__課題 1__.
本文抜粋によると、この辺のカメムシはどんな色をしているか。
__課題 2__.
本文抜粋から、「そんなある休日、開け放していた窓から、カメムシが我が家に侵入した。」で始まり「んだ友達だったんだけれども。」まで続く部分を一字も変えずに出力せよ。

__本文抜粋__.
######

ええ、鍋というのは理想です。包容力たっぷりの自分を演じたい。
火力強すぎて色々焦がしているという噂もあるけど、それって鍋のせいじゃないよね?


さて。そんな風に我が家を表現しまして、話したいのは最近放出してなかった苦情でございます。ため息はほんのり緑色。


時は数ヶ月前に遡りましょう。

カメムシが全盛期の頃だった。
この辺のカメムシは、妙に鮮やかな緑色で、遠目に見たらエメラルド色に輝いてなんなら少し美しかった。
マンションの階段などで見かけては、「今日は飛行石が騒がしいのぅ」とポムじいさん(出典・天空の城ラピュタ)の口調を真似て、脳内に「虫ではない」と言い聞かせスルーしてきた。
彼らはほとんどいつも動いていないし、そっと避ければ特に何もしてこない。
刺激を与えてしまえば最後、とんでもない臭みを出すことで有名だけど、私は彼らにそんな仕打ちを受けたことはない。

しかし、娘は泣くほどカメムシが嫌いだった。
玄関先で遭遇すると動きが固まる、いいからはよ学校行け。

そんなある休日、開け放していた窓から、カメムシが我が家に侵入した。
「これが飛行石の原石…」といったんはつぶやいてみたものの、脳内は騙せなかった。
家の中にデカ目の虫がいる。
わかってる、かなり田舎で育ってきた。カエルだってミミズだって割と友達、オケラって誰やねん!とか言いながら、みんなみんな生きているんだ友達だったんだけれども。
今の私は、その能力をすっかり失っていた。足が多いやつとは友達になれる気がしない。

私は静かにパニックになったが、娘は盛大にパニックになった。
大号泣である。
「おとーーーーさん!!!!カメムシ、取ってぇぇぇーーーーーー!!!」

いつもの濃厚とろみスープの彼ならば、「しょうがねぇなぁ、そんなにお父さんが大好きか」とか言いながら、鼻の下を伸ばしてすぐ処理してくれただろう。
しかし、タイミングが悪かった。
さっきのさっきまで、何かしょうもないことで、2人は喧嘩をしたばかりであったのだ。
「そんな時だけお父さんを呼ぶな」
トロミスープは、冷えて固まるダマになっていた。
「「お願いお父さん♡」と言ってみろ」
やさぐれトロミスープが面倒なことを言っている。
しかし、こんにゃくは、どんな事態であろうと、己の形状を変えない。
「それは…絶対…イヤッ!!!」
カメムシからいっさい目を離すことなく、涙と鼻水を垂らしながらも、父親に謝ることを断固拒否。
そもそもの喧嘩の原因も忘れてしまうほど、しょうもないことだった気がする。
私だったら面倒だから「ごめんごめん、お願いします、とってください!」と言うところだ。

######

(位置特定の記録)
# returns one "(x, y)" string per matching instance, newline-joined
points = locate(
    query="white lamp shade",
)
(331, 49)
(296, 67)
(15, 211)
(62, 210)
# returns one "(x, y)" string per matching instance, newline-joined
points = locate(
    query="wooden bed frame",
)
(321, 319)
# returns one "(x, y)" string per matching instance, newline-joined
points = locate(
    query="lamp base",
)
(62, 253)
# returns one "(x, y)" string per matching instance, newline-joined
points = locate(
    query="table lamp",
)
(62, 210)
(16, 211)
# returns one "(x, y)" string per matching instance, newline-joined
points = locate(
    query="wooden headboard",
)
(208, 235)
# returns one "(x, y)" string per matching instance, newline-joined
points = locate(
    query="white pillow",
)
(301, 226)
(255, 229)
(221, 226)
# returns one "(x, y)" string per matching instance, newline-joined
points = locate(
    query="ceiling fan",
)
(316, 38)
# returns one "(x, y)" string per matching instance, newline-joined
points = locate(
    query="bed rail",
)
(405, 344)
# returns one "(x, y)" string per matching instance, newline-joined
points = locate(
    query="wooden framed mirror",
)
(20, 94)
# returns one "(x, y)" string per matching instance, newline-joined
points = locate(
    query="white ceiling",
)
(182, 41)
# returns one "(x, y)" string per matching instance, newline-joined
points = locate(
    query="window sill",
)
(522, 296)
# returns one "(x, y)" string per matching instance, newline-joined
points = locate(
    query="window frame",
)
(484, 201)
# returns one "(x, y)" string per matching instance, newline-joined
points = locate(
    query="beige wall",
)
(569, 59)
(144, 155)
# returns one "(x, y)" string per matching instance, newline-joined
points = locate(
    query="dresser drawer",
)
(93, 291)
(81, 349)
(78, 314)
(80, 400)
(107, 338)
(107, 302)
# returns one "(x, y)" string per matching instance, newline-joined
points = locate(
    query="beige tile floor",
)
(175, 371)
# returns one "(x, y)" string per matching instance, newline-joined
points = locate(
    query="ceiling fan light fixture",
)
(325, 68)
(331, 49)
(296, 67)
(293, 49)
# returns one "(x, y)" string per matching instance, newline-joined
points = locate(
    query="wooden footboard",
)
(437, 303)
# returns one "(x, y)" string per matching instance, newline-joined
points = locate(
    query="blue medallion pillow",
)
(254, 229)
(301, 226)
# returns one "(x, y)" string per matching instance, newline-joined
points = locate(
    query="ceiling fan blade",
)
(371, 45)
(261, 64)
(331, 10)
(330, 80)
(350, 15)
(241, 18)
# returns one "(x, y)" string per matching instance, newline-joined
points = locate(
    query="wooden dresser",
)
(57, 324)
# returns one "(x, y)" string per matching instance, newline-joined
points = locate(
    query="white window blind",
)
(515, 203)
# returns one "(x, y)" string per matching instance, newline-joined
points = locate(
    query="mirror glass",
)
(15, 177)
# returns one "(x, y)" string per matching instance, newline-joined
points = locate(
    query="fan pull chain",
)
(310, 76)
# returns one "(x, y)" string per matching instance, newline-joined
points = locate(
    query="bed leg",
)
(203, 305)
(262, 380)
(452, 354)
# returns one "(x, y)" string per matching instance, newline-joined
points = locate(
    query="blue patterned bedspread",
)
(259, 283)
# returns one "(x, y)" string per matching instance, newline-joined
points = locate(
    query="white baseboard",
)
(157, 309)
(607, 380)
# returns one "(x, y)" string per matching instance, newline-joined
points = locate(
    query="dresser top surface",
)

######

__模範解答 1__.
妙に鮮やかな緑色で、遠目に見るとエメラルド色に輝いている。

__模範解答 2__.
そんなある休日、開け放していた窓から、カメムシが我が家に侵入した。
「これが飛行石の原石…」といったんはつぶやいてみたものの、脳内は騙せなかった。
家の中にデカ目の虫がいる。
わかってる、かなり田舎で育ってきた。カエルだってミミズだって割と友達、オケラって誰やねん!とか言いながら、みんなみんな生きているんだ友達だったんだけれども。